*What to work on*. Revise the data below from its beginning through the line containing "x=350, y=62", both ends included. Replace "Query" with "Target", keep everything else unchanged, and leave the pictures out.

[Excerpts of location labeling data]
——————————

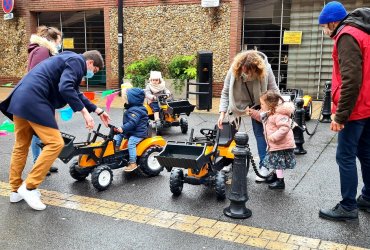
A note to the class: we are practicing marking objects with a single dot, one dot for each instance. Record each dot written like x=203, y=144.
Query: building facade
x=286, y=31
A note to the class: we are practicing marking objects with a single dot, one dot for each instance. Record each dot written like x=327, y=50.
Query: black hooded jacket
x=350, y=62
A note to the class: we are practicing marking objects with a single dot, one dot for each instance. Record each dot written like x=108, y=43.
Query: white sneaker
x=32, y=197
x=15, y=197
x=264, y=172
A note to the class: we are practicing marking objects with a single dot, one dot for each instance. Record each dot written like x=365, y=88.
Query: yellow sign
x=292, y=37
x=68, y=43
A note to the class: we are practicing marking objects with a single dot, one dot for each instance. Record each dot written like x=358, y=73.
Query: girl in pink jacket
x=275, y=114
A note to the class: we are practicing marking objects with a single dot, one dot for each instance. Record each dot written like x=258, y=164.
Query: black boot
x=363, y=204
x=272, y=178
x=338, y=213
x=278, y=184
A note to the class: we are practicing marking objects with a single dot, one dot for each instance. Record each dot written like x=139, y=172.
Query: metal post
x=298, y=132
x=326, y=110
x=120, y=41
x=239, y=194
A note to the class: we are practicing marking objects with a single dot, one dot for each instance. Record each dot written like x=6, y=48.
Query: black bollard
x=297, y=131
x=326, y=110
x=239, y=195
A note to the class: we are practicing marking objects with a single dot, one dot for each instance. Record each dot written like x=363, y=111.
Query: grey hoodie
x=235, y=97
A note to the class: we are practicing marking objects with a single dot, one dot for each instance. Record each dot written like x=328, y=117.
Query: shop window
x=82, y=31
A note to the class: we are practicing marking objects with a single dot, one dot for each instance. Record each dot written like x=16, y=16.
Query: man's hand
x=89, y=121
x=118, y=130
x=336, y=127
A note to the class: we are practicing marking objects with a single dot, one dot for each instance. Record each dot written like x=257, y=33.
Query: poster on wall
x=210, y=3
x=68, y=43
x=292, y=37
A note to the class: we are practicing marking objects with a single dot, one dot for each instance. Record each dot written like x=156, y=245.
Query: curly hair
x=253, y=62
x=272, y=98
x=50, y=33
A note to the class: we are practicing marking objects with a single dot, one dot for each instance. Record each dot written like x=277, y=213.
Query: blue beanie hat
x=332, y=12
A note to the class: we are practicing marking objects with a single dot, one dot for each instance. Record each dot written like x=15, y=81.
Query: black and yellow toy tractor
x=293, y=94
x=170, y=112
x=202, y=158
x=99, y=157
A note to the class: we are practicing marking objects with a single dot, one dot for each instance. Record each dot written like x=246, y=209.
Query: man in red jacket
x=351, y=104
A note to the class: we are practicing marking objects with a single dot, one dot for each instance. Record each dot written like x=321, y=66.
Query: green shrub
x=139, y=71
x=182, y=68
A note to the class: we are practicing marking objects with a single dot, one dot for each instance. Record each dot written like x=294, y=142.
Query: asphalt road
x=314, y=184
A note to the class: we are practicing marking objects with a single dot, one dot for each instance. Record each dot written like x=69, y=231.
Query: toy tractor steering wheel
x=208, y=133
x=162, y=98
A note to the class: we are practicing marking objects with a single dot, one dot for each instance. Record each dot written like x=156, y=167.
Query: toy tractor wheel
x=308, y=112
x=149, y=164
x=176, y=181
x=77, y=175
x=102, y=177
x=184, y=125
x=220, y=185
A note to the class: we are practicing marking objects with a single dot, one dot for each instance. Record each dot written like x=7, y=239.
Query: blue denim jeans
x=353, y=140
x=132, y=142
x=260, y=139
x=36, y=150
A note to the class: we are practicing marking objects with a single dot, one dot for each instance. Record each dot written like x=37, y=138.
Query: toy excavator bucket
x=185, y=155
x=68, y=150
x=180, y=107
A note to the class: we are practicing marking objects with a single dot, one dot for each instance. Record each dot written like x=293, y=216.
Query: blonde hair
x=272, y=98
x=253, y=62
x=50, y=33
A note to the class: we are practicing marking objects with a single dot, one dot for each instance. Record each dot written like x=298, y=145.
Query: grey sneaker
x=338, y=213
x=363, y=204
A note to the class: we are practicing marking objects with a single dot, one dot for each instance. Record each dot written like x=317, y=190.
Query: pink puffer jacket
x=277, y=127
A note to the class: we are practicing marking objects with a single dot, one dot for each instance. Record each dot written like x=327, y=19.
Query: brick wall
x=26, y=10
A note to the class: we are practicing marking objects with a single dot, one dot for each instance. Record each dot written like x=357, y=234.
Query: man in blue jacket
x=134, y=124
x=50, y=85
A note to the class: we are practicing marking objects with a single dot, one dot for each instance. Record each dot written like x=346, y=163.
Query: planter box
x=176, y=95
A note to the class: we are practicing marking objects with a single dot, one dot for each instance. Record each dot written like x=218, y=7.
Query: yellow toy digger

——————————

*The answer*.
A note to the class: we are practicing marking objects with a single dot, one dot for each instance. Record each dot written like x=203, y=144.
Target: building facade
x=286, y=31
A note to the class: we are practicing marking objects with a single dot, one dot for each instance. Record each dot written like x=327, y=50.
Target: black hooded jacket
x=350, y=62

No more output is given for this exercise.